Lo que se pide>
(A) En el texto sobre el uso exagerado de la palabra «todos», ¿qué tiene esa palabra en boca de un político, además de ser falsa?
(B) Copia tal cual el trozo del texto sobre el uso exagerado de la palabra «todos» que empieza con «Nos encontramos ante» y sigue hasta «o menos acalorados.».

Texto proporcionado>
+++++

Constatar que tal hábito refleja una enquistada fijación mental con la que el ser humano se enfrenta a los hechos que no le agradan debería obligarnos a elaborar otro tipo de actitud para enfrentarnos a semejante lacra, pero mucho me temo que tal método no parece del agrado del respetable.
Nos encontramos ante una de las más nefastas maneras de ejercer el pensamiento y el uso del lenguaje a la hora de analizar y enjuiciar los hechos de los demás.
Sin embargo, conviene indicar que este uso nefasto de la exageración –casi podría adjetivarse de totalitaria porque excluye el matiz, la diferencia y el respeto a los otros, es decir, a los que se escapan de esa supuesta totalidad-, no tiene el mismo alcance práctico si la utiliza alguien con poder institucional o quien se expresa en un mercado, en una cafetería o en un charla informal entre amigos más o menos acalorados.
La importancia y responsabilidad que tiene este comodín coloquial democrático no es la misma según sea el contexto, el emisor y la función social que éste desempeña cuando, a la hora de hablar, se refugia en ese todos, o en el exclusivo y excluyente nadie o ninguno.
Si la palabra todos en boca de un ciudadano de autobús diario resulta inadecuada y falsa, porque todos nunca es sinónimo de lo que presuntamente se sugiere al referirse a una pluralidad, en boca de un político, además de falsa, tiene una carga peligrosa añadida.

+++++

Datos disponibles>
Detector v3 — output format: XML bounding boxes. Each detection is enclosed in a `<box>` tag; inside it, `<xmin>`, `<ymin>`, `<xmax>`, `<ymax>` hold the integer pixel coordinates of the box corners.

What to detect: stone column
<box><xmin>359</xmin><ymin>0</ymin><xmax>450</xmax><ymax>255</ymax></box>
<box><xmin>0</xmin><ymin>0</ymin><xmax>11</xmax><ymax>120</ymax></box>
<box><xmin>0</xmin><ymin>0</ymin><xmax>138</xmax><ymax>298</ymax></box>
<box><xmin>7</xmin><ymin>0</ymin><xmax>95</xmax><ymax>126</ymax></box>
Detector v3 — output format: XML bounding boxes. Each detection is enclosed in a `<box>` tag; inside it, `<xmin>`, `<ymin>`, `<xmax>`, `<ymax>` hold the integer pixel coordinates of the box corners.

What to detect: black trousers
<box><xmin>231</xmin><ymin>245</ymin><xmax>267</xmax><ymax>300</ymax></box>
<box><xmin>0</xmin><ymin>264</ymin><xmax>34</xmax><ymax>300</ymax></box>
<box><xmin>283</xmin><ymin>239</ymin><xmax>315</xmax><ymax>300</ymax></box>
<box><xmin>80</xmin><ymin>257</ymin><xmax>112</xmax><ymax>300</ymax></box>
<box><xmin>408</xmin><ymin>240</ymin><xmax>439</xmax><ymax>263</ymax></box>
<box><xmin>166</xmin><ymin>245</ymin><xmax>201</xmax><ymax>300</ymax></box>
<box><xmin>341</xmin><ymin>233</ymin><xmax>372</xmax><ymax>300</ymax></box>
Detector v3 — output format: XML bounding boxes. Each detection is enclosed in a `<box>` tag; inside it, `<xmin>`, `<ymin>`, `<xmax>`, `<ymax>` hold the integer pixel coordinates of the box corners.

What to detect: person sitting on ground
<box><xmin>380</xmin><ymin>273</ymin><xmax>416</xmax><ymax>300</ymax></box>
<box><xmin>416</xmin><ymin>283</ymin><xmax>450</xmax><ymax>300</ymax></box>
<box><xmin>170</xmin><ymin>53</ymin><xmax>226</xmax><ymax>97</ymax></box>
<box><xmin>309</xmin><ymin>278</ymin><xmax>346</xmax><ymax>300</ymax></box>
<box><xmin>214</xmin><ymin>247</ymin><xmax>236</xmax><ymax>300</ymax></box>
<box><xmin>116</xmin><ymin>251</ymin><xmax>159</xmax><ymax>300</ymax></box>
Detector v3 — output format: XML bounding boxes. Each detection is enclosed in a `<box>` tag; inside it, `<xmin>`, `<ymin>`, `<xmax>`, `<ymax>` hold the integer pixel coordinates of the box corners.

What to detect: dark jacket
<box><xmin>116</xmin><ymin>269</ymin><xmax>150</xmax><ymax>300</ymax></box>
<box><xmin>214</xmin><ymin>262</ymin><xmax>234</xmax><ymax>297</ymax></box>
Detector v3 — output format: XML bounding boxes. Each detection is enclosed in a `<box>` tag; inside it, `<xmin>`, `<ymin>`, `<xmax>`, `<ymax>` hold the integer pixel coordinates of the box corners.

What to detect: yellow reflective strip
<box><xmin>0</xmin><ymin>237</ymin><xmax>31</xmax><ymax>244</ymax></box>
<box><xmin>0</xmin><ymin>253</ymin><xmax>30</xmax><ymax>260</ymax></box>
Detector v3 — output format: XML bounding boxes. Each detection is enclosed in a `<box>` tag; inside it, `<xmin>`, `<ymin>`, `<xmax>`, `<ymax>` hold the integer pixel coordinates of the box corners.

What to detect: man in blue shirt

+++++

Resultados>
(A) Tiene una carga peligrosa añadida.

(B)
Nos encontramos ante una de las más nefastas maneras de ejercer el pensamiento y el uso del lenguaje a la hora de analizar y enjuiciar los hechos de los demás.
Sin embargo, conviene indicar que este uso nefasto de la exageración –casi podría adjetivarse de totalitaria porque excluye el matiz, la diferencia y el respeto a los otros, es decir, a los que se escapan de esa supuesta totalidad-, no tiene el mismo alcance práctico si la utiliza alguien con poder institucional o quien se expresa en un mercado, en una cafetería o en un charla informal entre amigos más o menos acalorados.